## TASKS TO PERFORM:
(a) Repeat word for word the part of the passage on money and the kink scene starting with "Now, I’ve come" and going on through "for a month.".
(b) Answer these questions using the passage on money and the kink scene:
(i) How much did the Australian guy reportedly spend last Saturday?
(ii) What sum does the writer say it is technically not too expensive to spend on a play party?
(iii) Which two events does the writer name as places where a lot of money went?
(c) Take the passage on money and the kink scene further, picking up after its final sentence.

## PASSAGE GIVEN:
===============

Let me break one factor of this change down. Hopefully with some delicacy. I want to talk about money.

Even though I should know it by now, it consistently shocks me how expensive it is to be kinky. Money is one way in which much of the public scene is privileged; there is literally a bar to entry open to a selected few. (Not to mention all the other ways in which much of the scene caters to a particular privilege: age, time, location, race, gender, orientation, able-bodied, to name a few. With a nexus of overlying, unspoken requirements, it’s no wonder the public scene is comparatively tiny.)

Now, I’ve come to realize that the Australian relationship with money as I currently see it is a little different than I’m used to. Namely, they spend more on their pleasures. It’s not just that Sydney is an expensive city, especially with food prices skyrocketed. NYC is also an expensive city; I’m used to this.

Rather, it seems a regular occurrence for the people I hang out with to drop $100 on alcohol in a single night. A weeknight. On a weekend? An American girl I met the other day told me, in hushed tones, that an Australian guy she knows spent $600 last Saturday, between clubs, cabs, and drinks. We stared at each other with our mouths open. $600 is my rent for a month.

So it doesn’t seem like a good enough reason, in this culture, for me to say that something is simply too expensive.

I have spent a lot of money on the weapons and gear of my sexuality of choice. I have spent a lot of money on events like Floating World and Black Rose. Thousands of dollars. Thousands of dollars that I, and others in my economic situation, cannot technically count as disposable income. And as half of a couple who travel together and split our expenses, for every dollar I spend, Maymay spends one too.

If we shall speak very technically, it is not too expensive for me to spend $40 to go to a play party. I do have $40 in my bank account, and it could potentially go toward such a thing. So let me be a little more honest.

Unfortunately for the good people I’ve met here in the scene, some of whom host simply gorgeous parties, I have a hard time getting myself out and putting down cash at the door. This, I should clarify, is not through the fault of their parties. This is because, as I mentioned, the things I want from the scene have changed:

Where I used to consider the possibility of pick-up play, I now play only with established partners and long-term friends.

Where I used to feed from the energy in kinky spaces, I now feel awkward and exposed.

===============

## DATASET EXTRACT:
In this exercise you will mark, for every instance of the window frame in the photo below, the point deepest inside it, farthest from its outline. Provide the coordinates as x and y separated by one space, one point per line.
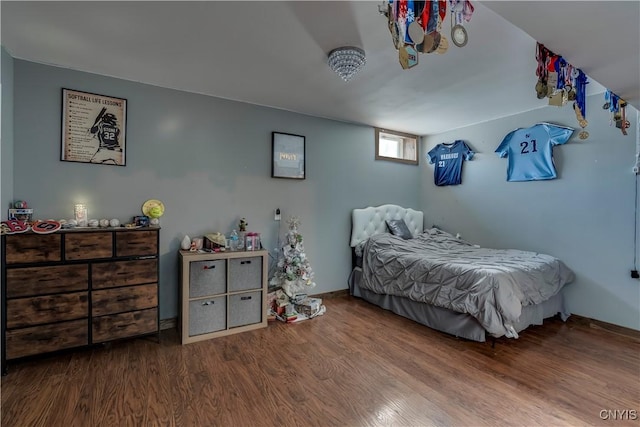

===============

## ANSWERS IN ORDER:
(a)
Now, I’ve come to realize that the Australian relationship with money as I currently see it is a little different than I’m used to. Namely, they spend more on their pleasures. It’s not just that Sydney is an expensive city, especially with food prices skyrocketed. NYC is also an expensive city; I’m used to this.

Rather, it seems a regular occurrence for the people I hang out with to drop $100 on alcohol in a single night. A weeknight. On a weekend? An American girl I met the other day told me, in hushed tones, that an Australian guy she knows spent $600 last Saturday, between clubs, cabs, and drinks. We stared at each other with our mouths open. $600 is my rent for a month.

(b)
(i) $600
(ii) $40
(iii) Floating World and Black Rose

(c)
Where I used to be willing to manage the social minefield of not knowing anyone on the room, I now feel more comfortable around at least a few people I’m close to.

And where I used to be able to make friends with people solely upon the common ground of shared sexualities, I now find myself unable to do so. This has unfortunately knocked munches off my list, as well as parties.

So the events are not at fault. But the events are no longer right for me. And the Sydney scene appears to be structured in such a way that these kinds of events are the first point of entry.

So when I say that something is too expensive, I am being a little unfair. What I should say is that I’m not, at this point in my life, willing to pay an entry fee in order to be exposed to a number of kinky people with whom I have a slight chance of becoming friends. Because that’s what these parties have become for me; the vapor of a possibility that one of the other attendees might be someone I want to make friends with.

In the end, having complementary sexualities has almost no value for me in forging new friendships. It comes below a laundry list of other factors that must first align: our humor, our interests, our intellectual inquiries, our attitudes toward society and life and ourselves.

Complementary sexualities become a real factor in maintaining a relationship once sex itself becomes a factor of that relationship. To say that I am more likely to find friends among the kinky is similar to saying that if I were hetero, I would be more likely to find friends among men. Largely illogical, consistently untrue.

I have been reassessing the return on my investments, so to speak. Unfortunately, if I go to a play party that does not yield me any kind of good feeling, friendship, or conversation, I don’t just shrug it off. I get upset at myself, a little depressed. And where I get a little upset, Maymay becomes angrily vicious and bitter. It is not uncommon for us to leave play parties that are unsuccessful (by our standards), go home, fight, and end up miserable and crying. So in many ways, an entry fee is not just an entry fee; it’s a gamble.

And as what I’m looking for diverges further and further from what play parties are designed to deliver, the gamble becomes increasingly bad.

10. Vanilla

There are a few things I never mentioned about the discussion I had with my family member last year. At the time they were too irrelevant, or too personal. But one of them’s popped up under my skin in the last few days, like a little irritating blood blister.

They said:

The way you use the word “vanilla” in your blog is bigoted.

At the time I thought, Bigoted? Really? That seems like a harsh choice of vocabulary.

But as you may recall, I did not choose to rise up in righteous indignation after being censored by scallywags. I chose to take on some of the responsibility for what had happened, because I wasn’t defining my language or giving context for my actions.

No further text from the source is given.